*Exercise directions:* Repeat the whole listing exactly as written.

*Data for the task:*
*****

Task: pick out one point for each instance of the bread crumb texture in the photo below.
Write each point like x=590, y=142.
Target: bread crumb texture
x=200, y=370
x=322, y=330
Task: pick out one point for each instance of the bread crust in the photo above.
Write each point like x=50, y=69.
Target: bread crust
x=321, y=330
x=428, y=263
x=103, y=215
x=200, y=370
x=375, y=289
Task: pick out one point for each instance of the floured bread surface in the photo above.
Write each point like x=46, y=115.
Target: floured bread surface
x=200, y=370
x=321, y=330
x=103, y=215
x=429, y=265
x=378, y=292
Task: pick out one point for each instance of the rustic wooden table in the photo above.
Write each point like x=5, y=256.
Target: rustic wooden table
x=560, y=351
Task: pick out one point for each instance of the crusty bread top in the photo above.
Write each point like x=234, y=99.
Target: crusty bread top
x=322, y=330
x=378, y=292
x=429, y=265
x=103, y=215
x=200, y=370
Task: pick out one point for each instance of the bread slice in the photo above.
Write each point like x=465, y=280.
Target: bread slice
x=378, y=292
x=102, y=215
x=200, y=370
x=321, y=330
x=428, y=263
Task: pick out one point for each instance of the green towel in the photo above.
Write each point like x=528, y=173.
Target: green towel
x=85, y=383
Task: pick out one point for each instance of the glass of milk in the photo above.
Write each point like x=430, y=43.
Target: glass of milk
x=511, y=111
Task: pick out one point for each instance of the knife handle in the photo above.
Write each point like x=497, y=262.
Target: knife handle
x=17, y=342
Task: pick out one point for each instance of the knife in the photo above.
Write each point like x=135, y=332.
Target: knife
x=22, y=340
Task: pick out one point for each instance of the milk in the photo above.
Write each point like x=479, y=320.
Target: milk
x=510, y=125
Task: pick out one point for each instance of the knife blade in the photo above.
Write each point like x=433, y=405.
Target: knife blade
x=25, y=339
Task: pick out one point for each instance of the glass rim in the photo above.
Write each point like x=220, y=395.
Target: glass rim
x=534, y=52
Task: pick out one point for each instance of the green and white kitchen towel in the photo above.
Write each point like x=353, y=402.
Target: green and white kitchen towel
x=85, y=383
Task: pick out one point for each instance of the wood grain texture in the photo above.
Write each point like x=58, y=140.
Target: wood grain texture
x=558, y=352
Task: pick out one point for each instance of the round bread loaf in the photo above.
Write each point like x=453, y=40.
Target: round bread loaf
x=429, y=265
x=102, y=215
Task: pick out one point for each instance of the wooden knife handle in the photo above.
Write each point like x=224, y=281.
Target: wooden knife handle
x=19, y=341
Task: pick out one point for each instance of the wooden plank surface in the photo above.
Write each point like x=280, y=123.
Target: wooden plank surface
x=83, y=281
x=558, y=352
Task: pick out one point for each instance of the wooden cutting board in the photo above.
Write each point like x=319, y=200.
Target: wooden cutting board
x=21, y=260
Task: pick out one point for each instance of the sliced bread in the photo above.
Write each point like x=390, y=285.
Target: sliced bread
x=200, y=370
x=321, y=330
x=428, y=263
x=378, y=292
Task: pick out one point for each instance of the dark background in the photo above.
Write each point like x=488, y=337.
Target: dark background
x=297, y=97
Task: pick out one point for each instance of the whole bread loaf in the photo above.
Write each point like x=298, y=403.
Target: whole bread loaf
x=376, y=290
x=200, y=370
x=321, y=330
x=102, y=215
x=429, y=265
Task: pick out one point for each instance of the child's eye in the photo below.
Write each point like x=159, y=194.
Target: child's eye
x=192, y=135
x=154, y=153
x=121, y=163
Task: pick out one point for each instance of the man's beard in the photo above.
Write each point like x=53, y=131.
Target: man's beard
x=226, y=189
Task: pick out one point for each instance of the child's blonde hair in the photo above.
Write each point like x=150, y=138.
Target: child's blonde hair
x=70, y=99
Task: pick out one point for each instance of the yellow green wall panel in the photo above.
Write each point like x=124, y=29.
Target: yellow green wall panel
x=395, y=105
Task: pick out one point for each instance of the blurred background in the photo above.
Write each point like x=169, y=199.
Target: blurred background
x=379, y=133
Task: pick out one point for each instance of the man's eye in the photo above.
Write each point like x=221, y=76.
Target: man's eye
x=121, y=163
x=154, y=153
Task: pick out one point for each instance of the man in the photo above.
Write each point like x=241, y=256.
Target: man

*****

*Worked solution:*
Task: pick out one point for each instance of the bread crumb texture in the photo below.
Write each point like x=590, y=142.
Target: bread crumb texture
x=200, y=370
x=322, y=330
Task: pick out one point for each instance of the bread crust in the photo above.
Write each point like x=50, y=69.
Target: bread crust
x=321, y=330
x=428, y=263
x=103, y=215
x=200, y=370
x=375, y=289
Task: pick out one point for each instance of the floured bread surface in the photo above.
Write each point like x=46, y=115.
Target: floured bread surface
x=200, y=370
x=321, y=330
x=103, y=215
x=429, y=265
x=378, y=292
Task: pick out one point for each instance of the rustic wooden table in the photo above.
Write each point like x=5, y=256.
Target: rustic wooden table
x=560, y=351
Task: pick out one point for each instance of the crusty bread top in the photo above.
Write each point like x=234, y=99.
Target: crusty bread top
x=322, y=330
x=378, y=292
x=429, y=265
x=103, y=215
x=200, y=370
Task: pick out one point for each instance of the bread slice in the photo above.
Write each point like x=465, y=280.
Target: bread slice
x=378, y=292
x=102, y=215
x=200, y=370
x=321, y=330
x=428, y=263
Task: pick out one point for each instance of the green towel in the photo above.
Write each point like x=528, y=173.
Target: green towel
x=85, y=383
Task: pick out one point for each instance of the glass of milk in the photo above.
Write each point like x=430, y=43.
Target: glass of milk
x=511, y=111
Task: pick out one point for each instance of the knife handle in the photo above.
Write each point like x=497, y=262.
Target: knife handle
x=17, y=342
Task: pick out one point for each instance of the knife in the photo above.
Write each point like x=135, y=332.
Target: knife
x=22, y=340
Task: pick out one point for each instance of the milk in the photo above.
Write each point like x=479, y=320.
Target: milk
x=510, y=125
Task: pick out one point for each instance of the knife blade in the photo above.
Write each point like x=433, y=405.
Target: knife blade
x=25, y=339
Task: pick out one point for each instance of the glass rim in the photo above.
Write each point like x=220, y=395.
Target: glass rim
x=534, y=52
Task: pick out one point for each instance of the green and white kitchen towel in the photo above.
Write each point like x=353, y=402.
Target: green and white kitchen towel
x=85, y=383
Task: pick out one point for each instance of the wood grain texture in the photo above.
Write each point like x=58, y=140.
Target: wood grain texture
x=558, y=352
Task: pick out one point for each instance of the round bread loaf in the photo above.
Write each point like x=453, y=40.
Target: round bread loaf
x=429, y=265
x=102, y=215
Task: pick out one point for each instance of the wooden knife handle in the photo above.
Write each point like x=224, y=281.
Target: wooden knife handle
x=19, y=341
Task: pick out one point for each instance of the wooden plank surface in the photo above.
Write each point like x=280, y=123.
Target: wooden plank surface
x=83, y=281
x=558, y=352
Task: pick out one point for each instance of the wooden cutting board in the photo above.
Write each point like x=319, y=200.
Target: wooden cutting board
x=21, y=260
Task: pick out one point for each instance of the sliced bread in the photo above.
Write each point like x=390, y=285.
Target: sliced bread
x=200, y=370
x=321, y=330
x=428, y=263
x=378, y=292
Task: pick out one point for each instance of the dark background in the photo above.
Write each point like x=488, y=337.
Target: dark background
x=297, y=97
Task: pick out one point for each instance of the whole bread loaf in the photo above.
Write each point like x=298, y=403.
Target: whole bread loaf
x=376, y=290
x=200, y=370
x=321, y=330
x=102, y=215
x=429, y=265
Task: pick out one point for each instance of the child's eye in the photo below.
Write each point like x=159, y=194.
Target: child's eye
x=192, y=135
x=154, y=153
x=121, y=163
Task: pick out one point for each instance of the man's beard in the photo above.
Write each point like x=53, y=131.
Target: man's beard
x=226, y=189
Task: pick out one point for each instance of the child's blonde hair in the photo above.
Write each point like x=150, y=138.
Target: child's blonde hair
x=70, y=99
Task: pick out one point for each instance of the yellow green wall panel in the photo above.
Write each point like x=124, y=29.
Target: yellow green wall panel
x=395, y=105
Task: pick out one point for each instance of the blurred background in the photo above.
Write each point like x=169, y=199.
Target: blurred background
x=379, y=133
Task: pick out one point for each instance of the man's eye in the photo above.
Write each point like x=221, y=76.
Target: man's eye
x=121, y=163
x=154, y=153
Task: pick out one point for each instance of the man in the photo above.
Write each point like x=241, y=256.
Target: man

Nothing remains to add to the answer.